Copy all of the entries below word for word, and leave the picture out of your copy.

**RAW DATA**:
────

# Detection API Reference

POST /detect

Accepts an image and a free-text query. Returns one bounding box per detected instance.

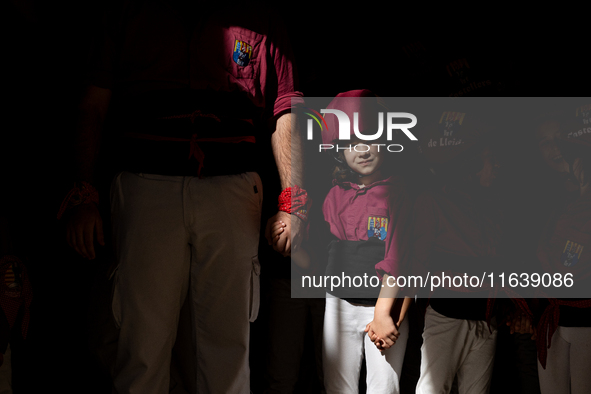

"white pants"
[416,306,497,394]
[111,172,262,394]
[322,294,408,394]
[0,344,12,394]
[538,326,591,394]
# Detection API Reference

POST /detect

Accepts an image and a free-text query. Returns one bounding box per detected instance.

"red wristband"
[278,185,312,221]
[57,181,98,219]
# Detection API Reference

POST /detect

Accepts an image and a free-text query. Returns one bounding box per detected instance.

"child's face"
[343,139,386,185]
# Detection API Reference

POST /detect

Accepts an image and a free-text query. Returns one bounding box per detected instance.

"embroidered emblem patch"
[367,216,388,241]
[439,112,466,137]
[232,40,252,67]
[560,241,584,267]
[4,262,22,297]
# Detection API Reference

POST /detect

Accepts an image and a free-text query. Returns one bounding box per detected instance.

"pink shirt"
[322,176,412,279]
[90,0,302,117]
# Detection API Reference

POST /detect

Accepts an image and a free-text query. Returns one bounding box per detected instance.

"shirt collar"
[332,175,398,190]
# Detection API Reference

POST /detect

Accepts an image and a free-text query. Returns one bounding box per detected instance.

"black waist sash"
[326,238,386,305]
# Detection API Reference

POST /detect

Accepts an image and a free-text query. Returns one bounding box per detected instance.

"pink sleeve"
[376,189,412,280]
[270,16,304,118]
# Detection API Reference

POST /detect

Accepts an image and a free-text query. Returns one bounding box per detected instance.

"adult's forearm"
[271,113,304,189]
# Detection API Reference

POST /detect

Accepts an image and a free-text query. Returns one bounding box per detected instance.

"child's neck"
[357,170,386,188]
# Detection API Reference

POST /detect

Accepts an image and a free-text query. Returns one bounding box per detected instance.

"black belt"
[326,238,386,305]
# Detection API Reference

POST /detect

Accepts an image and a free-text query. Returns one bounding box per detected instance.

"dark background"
[0,0,589,393]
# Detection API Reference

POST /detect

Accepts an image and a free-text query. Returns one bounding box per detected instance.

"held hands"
[364,314,402,352]
[66,203,105,260]
[265,211,303,256]
[506,312,536,339]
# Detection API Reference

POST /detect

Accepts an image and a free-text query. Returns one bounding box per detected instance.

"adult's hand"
[265,211,304,256]
[65,203,105,260]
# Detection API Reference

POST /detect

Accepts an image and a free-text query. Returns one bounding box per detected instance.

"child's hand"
[506,312,535,339]
[365,315,400,351]
[365,320,385,352]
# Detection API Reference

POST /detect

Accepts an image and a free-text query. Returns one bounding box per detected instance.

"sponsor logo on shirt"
[367,216,388,241]
[232,40,252,67]
[560,241,584,267]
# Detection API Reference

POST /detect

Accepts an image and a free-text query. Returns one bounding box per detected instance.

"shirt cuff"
[273,92,304,118]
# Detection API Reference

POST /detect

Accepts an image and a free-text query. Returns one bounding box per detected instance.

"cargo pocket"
[248,256,261,322]
[110,269,121,329]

────

**COMPLETED EXERCISE**:
# Detection API Reference

POST /detect

Accepts an image and a free-text query. Returns one bounding box per detected instance.


"white pants"
[416,306,497,394]
[111,172,262,394]
[322,294,408,394]
[0,344,12,394]
[538,326,591,394]
# Detection API Reference

POST /detect

Accepts an image and a free-text query. Returns one bounding box per detected instance.

"red wristband"
[278,185,312,221]
[57,181,98,219]
# Detection API Reference

POST /detect

Accepts an image and a free-text query. Returns one bounding box per detected instance.

"child's face"
[343,139,386,185]
# Detection API Reference

POST /detect

Accepts an image and a free-text query. Returns one bounding box per detected instance.

"embroidered emblem patch"
[367,216,388,241]
[439,112,466,137]
[232,40,252,67]
[560,241,584,267]
[4,262,22,297]
# Detection API Reference

POST /detect

Accepts an image and a free-text query. Returns one bounding box per detected instance.

"pink shirt"
[322,176,412,279]
[90,0,302,117]
# Detection API Reference

POST /detect

Accepts an image and a free-text query. Returns one bounding box per detected instance.

"shirt collar"
[332,175,398,190]
# Detection API Reference

POST /detect

Accepts an image and a free-text query. Returns one bounding box per detected instance.

"black waist sash"
[326,238,386,305]
# Detection API Reference

POST /detect

Accepts an image and a free-text query. Returns one bounding box per detected instance.

"pink sleeve"
[376,189,412,280]
[270,16,304,118]
# Detection API Reference

POST /detect

Accepts an image and a free-text query. Returns one bounding box per detected instance.

"adult's forearm"
[271,113,304,189]
# Detection API Reference

POST /detect

Accepts an image and a free-text query. Returns one bounding box per detected instance.

"child's neck"
[357,170,386,188]
# Detection API Reference

POST /detect

Accepts an image and a free-text query. Returns one bounding box per detected instance.

"black belt"
[326,238,386,305]
# Detection API Reference

POST /detect

Accepts an image and a free-text query. Returns one bounding box per detected instance.

"dark background"
[0,0,589,393]
# Detection API Reference

POST /detect

Accepts an image and a free-text query. Returns one bounding box per detected instance.

"held hands"
[364,314,402,352]
[66,203,105,260]
[265,211,303,256]
[506,312,536,339]
# Detection API Reference

POST /detect

Accepts an image and a free-text query. Returns one bounding box per detected instance.

"adult's hand"
[265,211,304,256]
[65,203,105,260]
# Detection API Reference

POST /detect

Accepts an image and a free-text query. Returns one bounding box per detected instance.

"child's hand"
[506,312,535,339]
[365,315,400,351]
[365,320,385,352]
# Detection API Reference

POST /detect

Accepts an image and a free-text query. Returns one bounding box per detected instance.

"sponsor logo on shirt"
[367,216,388,241]
[232,40,252,67]
[560,241,584,267]
# Detection API Reference

POST /detect

Accepts an image and a free-text query. Returns one bounding box per detected instance.

"shirt cuff"
[273,92,304,118]
# Detection API Reference

POST /detect

Accepts an image and a free-text query. Returns one bounding box per detected instance.

"cargo pocket"
[248,256,261,322]
[110,269,121,329]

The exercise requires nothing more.